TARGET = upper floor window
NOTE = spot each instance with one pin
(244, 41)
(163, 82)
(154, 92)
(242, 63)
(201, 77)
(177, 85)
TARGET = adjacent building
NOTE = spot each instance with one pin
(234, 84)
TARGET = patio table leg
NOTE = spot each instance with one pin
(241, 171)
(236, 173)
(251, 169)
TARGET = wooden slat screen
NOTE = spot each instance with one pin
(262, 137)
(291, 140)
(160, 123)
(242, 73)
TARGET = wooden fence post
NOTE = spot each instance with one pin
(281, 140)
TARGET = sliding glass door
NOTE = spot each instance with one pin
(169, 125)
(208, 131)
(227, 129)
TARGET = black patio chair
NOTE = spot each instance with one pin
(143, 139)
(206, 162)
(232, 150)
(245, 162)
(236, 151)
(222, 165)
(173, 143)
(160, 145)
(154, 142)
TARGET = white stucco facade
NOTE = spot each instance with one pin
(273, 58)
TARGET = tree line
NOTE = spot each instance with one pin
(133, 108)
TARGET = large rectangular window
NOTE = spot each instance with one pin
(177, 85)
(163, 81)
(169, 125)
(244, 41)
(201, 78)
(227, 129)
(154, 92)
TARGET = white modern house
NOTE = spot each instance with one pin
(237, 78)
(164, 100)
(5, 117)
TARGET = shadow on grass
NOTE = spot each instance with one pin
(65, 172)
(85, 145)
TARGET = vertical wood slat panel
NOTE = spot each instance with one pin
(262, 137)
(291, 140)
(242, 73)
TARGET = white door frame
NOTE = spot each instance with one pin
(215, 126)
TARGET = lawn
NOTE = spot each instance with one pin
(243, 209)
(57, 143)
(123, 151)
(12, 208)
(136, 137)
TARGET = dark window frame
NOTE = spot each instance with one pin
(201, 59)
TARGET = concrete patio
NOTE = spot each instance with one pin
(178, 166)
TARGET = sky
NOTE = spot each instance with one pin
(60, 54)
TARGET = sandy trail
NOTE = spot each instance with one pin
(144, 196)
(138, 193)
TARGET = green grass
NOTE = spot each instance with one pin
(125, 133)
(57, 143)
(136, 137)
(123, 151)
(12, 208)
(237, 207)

◆ ◆ ◆ ◆ ◆

TASK STATEMENT: Reproduce all of the data above line for line, leaving every character unchanged.

WRITTEN SOLUTION:
TARGET = upper floor window
NOTE = spot each instance with one pin
(244, 41)
(163, 82)
(154, 92)
(242, 63)
(201, 77)
(177, 85)
TARGET = adjacent building
NOTE = spot each instance with one pin
(234, 84)
TARGET = patio table leg
NOTE = spot each instance with one pin
(241, 171)
(236, 173)
(251, 169)
TARGET = wooden slat screen
NOTE = spot each instance with one pin
(262, 137)
(291, 140)
(160, 123)
(242, 73)
TARGET = wooden fence post
NOTE = spot each instance with one pin
(281, 140)
TARGET = sliding glass door
NOTE = spot each instance with one pin
(169, 125)
(208, 131)
(227, 129)
TARGET = black patio chair
NOTE = spot each instance with one pin
(143, 139)
(206, 162)
(232, 150)
(245, 162)
(236, 151)
(222, 165)
(173, 143)
(160, 145)
(154, 142)
TARGET = white stucco facade
NOTE = spot each instance with one pin
(273, 58)
TARGET = tree line
NOTE = spot each instance with one pin
(133, 108)
TARGET = large rectangular window
NOTE = spot each instance with one pin
(177, 85)
(163, 81)
(169, 125)
(244, 41)
(201, 78)
(227, 129)
(154, 92)
TARGET = white modern house
NOTE = spot each instance with one pin
(237, 78)
(164, 100)
(5, 117)
TARGET = shadow on grass
NOTE = spot each instance with one pin
(65, 172)
(85, 145)
TARGET = vertical wood slat panel
NOTE = spot each instance with one pin
(262, 137)
(291, 140)
(242, 73)
TARGET = white door frame
NOTE = spot each instance with one pin
(215, 126)
TARGET = lawn
NOTE = spot each instance with one pin
(243, 209)
(57, 143)
(123, 151)
(12, 208)
(136, 137)
TARGET = dark window frame
NOTE = spot each instance with one pin
(201, 59)
TARGET = concrete patio
NOTE = spot each instance with one pin
(178, 166)
TARGET = sky
NOTE = spot each instance with one pin
(60, 54)
TARGET = sandy trail
NOTE = spot each instance with one pin
(144, 196)
(138, 193)
TARGET = green grass
NOTE = spot each instance with one pin
(125, 133)
(57, 143)
(136, 137)
(123, 151)
(12, 208)
(237, 207)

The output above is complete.